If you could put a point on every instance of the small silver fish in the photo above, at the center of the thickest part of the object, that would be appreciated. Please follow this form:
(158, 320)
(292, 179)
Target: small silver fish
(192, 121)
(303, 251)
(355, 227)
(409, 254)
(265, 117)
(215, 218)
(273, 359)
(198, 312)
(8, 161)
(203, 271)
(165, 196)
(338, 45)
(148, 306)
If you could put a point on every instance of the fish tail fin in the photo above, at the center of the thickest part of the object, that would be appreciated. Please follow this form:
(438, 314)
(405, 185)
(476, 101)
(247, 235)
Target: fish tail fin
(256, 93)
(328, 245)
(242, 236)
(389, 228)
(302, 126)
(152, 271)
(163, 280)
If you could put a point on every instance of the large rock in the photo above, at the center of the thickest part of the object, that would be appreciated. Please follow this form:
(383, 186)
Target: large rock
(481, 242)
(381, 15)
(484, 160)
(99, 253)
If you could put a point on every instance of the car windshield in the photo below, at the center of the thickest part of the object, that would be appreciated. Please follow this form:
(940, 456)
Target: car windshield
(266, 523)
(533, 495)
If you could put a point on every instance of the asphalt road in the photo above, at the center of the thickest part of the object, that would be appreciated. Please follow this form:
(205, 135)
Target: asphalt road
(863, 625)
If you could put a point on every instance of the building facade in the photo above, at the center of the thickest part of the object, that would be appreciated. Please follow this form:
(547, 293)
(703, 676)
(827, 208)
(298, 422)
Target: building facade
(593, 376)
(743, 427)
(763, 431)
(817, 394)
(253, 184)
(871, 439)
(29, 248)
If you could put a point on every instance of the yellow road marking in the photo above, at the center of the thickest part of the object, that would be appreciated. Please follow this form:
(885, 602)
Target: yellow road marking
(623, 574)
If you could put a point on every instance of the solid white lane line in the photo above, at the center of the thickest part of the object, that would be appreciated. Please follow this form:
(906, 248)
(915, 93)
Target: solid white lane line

○ ○ ○ ○

YOUR ASSIGNMENT:
All of the data above should be reproduced exactly.

EXPECTED ANSWER:
If you could put a point on every instance of the small silver fish in the photo above, at the center of the thickest part of the object, that would be appreciated. Please follow this form:
(158, 320)
(292, 179)
Target: small silver fish
(192, 121)
(303, 251)
(355, 227)
(409, 254)
(265, 117)
(215, 218)
(273, 359)
(198, 312)
(8, 161)
(203, 271)
(165, 196)
(338, 45)
(148, 306)
If you could put a point on every instance of the fish tail fin in the photo above, at the center of the thickest part of the object, that would be appreciated. Please follow this form:
(438, 314)
(405, 185)
(476, 101)
(247, 235)
Target: fish tail fin
(256, 93)
(328, 245)
(242, 236)
(389, 228)
(302, 126)
(152, 271)
(163, 280)
If you could put a point on every instance of the large rock in the photo above, at the center of the thickest part of the object, that would be appreciated. Please follow this form:
(383, 186)
Target: large rock
(481, 242)
(381, 15)
(484, 160)
(99, 253)
If you could put a point on every instance of the car windshield in the photo below, at the center of the thickest part of the object, that would be appreciated. Please follow this form:
(940, 456)
Target: car windshield
(266, 523)
(533, 495)
If you could put a point on every instance of the asphalt road in the photo above, at the center of the thickest part of the object, that would be appreciated. Please follow this form:
(205, 135)
Target: asphalt road
(863, 625)
If you could put a point on every instance of the building facade in the photo above, at the center of the thickest part of the object, that would be appreciated. Please follow this form:
(547, 293)
(703, 676)
(827, 208)
(298, 422)
Target: building facade
(593, 376)
(743, 427)
(763, 431)
(817, 394)
(253, 184)
(871, 439)
(29, 248)
If you could put a point on every instance of the yellow road marking in the photo above, at the center of the thickest part of the object, that would be appreciated. Please follow this form:
(885, 602)
Target: yellow road marking
(623, 574)
If you could put a point on every instance of the solid white lane line in the photo above, at the center of the thickest part of the object, that would be appreciated. Please follow this form:
(906, 248)
(915, 93)
Target: solid white lane line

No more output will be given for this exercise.